■ **Work to do**
• A. For the article on Anna Chlumsky below, state whether each statement agrees with it: (i) Chlumsky expected her political studies to lead one day to a job at the White House; (ii) the president regularly returns Selina Meyer's calls; (iii) Chlumsky gave her phone interview from her home in Los Angeles. Answer yes or no for each and quote the words of the article that decide it.
• B. Extend the article on Anna Chlumsky and "Veep" below, beginning after its last sentence.

■ **Excerpt to read**
--- Start ---

‘My Girl’ to ‘Veep’: child star Anna Chlumsky embraces spotlight as an adult

TORONTO – When “My Girl” star Anna Chlumsky quit acting as a teen, it was with a mind to dive into something completely different, political studies, which she expected would lead to a job at the White House one day.

But as an adult, the former child star has returned to acting with new fervour, and now gleefully declares that her two worlds have fortuitously dovetailed with a co-starring role in HBO’s biting political farce “Veep.”

“It was one of those things where you’re like, ‘Oh well, things do kind of like come back in your life, whether or not you realize they will,'” Chlumsky says in a recent phone interview from her home in Brooklyn, N.Y.

“You can pull from anywhere in your life, for most roles, that’s what’s so funny about my job.”

The caustic new series, airing here on HBO Canada, centres on the whirlwind day-to-day life of U.S. Vice-President Selina Meyer, played by Julia Louis-Dreyfus.

She’s a former senator and a rising star in her unspecified party, but her seemingly unlimited potential slams into a brick ceiling when she becomes vice president. Her political ambitions are continually stymied, and she finds the job is little more than a glorified understudy’s position.

A running joke has Meyer repeatedly turning to her executive assistant with the same urgent question: “Did the president call?”

He never does.

--- End ---

■ **Dataset records**

--- Start ---

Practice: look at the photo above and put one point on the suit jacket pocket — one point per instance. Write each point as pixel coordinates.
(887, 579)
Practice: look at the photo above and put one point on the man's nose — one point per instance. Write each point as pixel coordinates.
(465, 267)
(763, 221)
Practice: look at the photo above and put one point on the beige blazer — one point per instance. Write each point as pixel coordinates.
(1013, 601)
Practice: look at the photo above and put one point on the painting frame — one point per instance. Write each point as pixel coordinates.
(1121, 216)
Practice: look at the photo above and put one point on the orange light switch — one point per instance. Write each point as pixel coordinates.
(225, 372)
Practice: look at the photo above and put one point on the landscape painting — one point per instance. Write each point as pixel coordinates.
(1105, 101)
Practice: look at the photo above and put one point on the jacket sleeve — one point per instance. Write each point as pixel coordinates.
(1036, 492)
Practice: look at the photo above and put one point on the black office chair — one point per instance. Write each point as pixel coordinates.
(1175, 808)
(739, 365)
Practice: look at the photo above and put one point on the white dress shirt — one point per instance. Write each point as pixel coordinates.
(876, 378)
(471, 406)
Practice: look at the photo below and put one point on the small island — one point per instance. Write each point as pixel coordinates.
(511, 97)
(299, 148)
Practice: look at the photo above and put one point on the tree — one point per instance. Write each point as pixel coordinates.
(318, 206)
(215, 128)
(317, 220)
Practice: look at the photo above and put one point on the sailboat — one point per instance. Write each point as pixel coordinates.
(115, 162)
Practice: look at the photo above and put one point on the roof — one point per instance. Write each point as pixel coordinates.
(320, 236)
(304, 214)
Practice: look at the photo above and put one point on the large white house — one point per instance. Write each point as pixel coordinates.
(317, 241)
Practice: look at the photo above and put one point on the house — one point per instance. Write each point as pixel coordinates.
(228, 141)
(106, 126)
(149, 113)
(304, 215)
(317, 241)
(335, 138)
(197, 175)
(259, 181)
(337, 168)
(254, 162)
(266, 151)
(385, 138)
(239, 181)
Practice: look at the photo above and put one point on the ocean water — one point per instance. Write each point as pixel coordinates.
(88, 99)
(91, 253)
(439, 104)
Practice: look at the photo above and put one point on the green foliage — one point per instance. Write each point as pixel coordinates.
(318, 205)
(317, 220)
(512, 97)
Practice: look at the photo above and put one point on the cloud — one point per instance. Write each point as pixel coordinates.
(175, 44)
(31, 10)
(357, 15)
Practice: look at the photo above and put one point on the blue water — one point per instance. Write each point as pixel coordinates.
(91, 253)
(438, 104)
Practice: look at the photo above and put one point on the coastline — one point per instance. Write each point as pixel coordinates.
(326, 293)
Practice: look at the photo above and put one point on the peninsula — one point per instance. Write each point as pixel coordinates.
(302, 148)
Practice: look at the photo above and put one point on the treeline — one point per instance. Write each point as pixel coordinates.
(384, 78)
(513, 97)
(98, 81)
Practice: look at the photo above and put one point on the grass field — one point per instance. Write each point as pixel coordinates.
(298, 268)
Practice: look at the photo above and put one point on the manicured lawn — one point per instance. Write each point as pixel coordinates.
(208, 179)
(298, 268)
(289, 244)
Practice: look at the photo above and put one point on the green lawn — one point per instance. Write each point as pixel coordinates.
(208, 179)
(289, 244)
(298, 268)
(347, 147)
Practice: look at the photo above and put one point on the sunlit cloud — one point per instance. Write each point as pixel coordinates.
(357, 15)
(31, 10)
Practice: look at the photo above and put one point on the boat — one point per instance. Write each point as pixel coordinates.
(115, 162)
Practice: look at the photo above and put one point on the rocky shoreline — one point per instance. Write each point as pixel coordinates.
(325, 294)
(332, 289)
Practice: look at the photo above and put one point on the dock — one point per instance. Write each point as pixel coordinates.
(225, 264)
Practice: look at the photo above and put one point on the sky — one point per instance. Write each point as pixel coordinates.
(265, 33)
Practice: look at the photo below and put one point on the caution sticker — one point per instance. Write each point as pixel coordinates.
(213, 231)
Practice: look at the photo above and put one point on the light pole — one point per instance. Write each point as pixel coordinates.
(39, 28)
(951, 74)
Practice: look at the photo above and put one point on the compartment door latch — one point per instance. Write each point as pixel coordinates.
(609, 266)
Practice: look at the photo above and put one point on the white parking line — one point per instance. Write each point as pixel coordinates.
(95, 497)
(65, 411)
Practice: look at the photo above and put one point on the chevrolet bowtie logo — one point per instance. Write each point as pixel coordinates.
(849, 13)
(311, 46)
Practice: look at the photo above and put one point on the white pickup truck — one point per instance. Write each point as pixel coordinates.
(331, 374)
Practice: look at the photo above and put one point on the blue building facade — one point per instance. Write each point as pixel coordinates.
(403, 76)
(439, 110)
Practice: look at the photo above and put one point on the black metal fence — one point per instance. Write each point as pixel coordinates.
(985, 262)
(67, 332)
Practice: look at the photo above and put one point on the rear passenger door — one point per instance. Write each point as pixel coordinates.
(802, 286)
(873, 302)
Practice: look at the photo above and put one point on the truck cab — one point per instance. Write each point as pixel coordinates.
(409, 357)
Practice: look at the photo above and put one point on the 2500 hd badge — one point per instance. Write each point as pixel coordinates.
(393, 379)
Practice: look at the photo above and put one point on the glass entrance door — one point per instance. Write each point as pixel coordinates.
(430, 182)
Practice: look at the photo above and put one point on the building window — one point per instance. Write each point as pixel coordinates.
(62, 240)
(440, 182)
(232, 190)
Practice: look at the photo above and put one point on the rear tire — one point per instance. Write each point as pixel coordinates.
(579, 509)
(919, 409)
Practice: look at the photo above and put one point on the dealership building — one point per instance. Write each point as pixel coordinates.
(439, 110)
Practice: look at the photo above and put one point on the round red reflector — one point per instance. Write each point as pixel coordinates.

--- End ---

■ **Responses by task**
• A.
(i) Yes: "which she expected would lead to a job at the White House one day."
(ii) No: "He never does."
(iii) No: "from her home in Brooklyn, N.Y."

• B.
Chlumsky, who plays Meyer’s driven chief of staff, chortles at that gag herself and says co-creator Armando Iannucci has vowed to make sure the president, in fact, will never appear on the show.

“It’s not really important to us to make a statement or an agenda about our actual political landscape specifically today. What’s more important is to explore the relationships and dynamics of people who exist in this kind of a world,” says Chlumsky, noting that politics itself is far from the point of the show.

“They’re not parodies or send-ups of any one particular person at all and that’s something that we actually are really proud of.”

Meyer is surrounded by a dedicated team of well-meaning but kooky staffers, among them her oft-befuddled assistant, played by Tony Hale of “Arrested Development;” her weathered spokesman, played by Matt Walsh of “Hung” and “Outsourced;” an ambitious political aide, played by Reid Scott of “My Boys;” and a cocky White House liaison, played by Timothy C. Simons.

Chlumsky’s straight-laced character is tasked with making sure everything runs as smoothly as possible, even though things often end up spiralling spectacularly out of control.

“I always see her as some kind of a wunderkind on the hill and beyond,” the 31-year-old says of her no-nonsense character, who largely serves as a deadpan foil for the wackier staffers.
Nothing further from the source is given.